From the line that contains "Indicate the white" down to the last line of the data below, transcribe every line exactly.

(Dataset entries)
__________

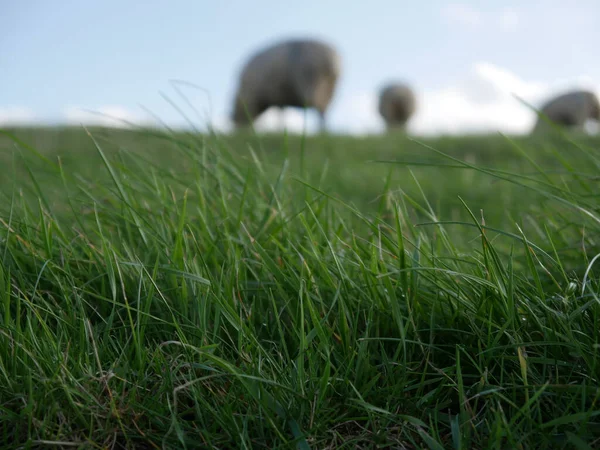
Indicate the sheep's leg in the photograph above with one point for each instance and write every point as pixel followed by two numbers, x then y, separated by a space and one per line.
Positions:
pixel 322 122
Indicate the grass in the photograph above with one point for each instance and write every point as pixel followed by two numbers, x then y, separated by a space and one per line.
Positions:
pixel 162 290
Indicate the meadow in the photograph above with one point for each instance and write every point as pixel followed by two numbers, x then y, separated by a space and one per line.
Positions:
pixel 180 290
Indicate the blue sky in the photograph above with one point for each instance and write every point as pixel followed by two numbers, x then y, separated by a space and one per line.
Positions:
pixel 464 59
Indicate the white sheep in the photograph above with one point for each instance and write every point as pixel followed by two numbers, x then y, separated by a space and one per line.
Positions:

__________

* _Answer section_
Indicate the white sheep in the photograph above with one point for each instance and write every point as pixel followed by two numbers, x then y, separated by a space and one per line.
Positions:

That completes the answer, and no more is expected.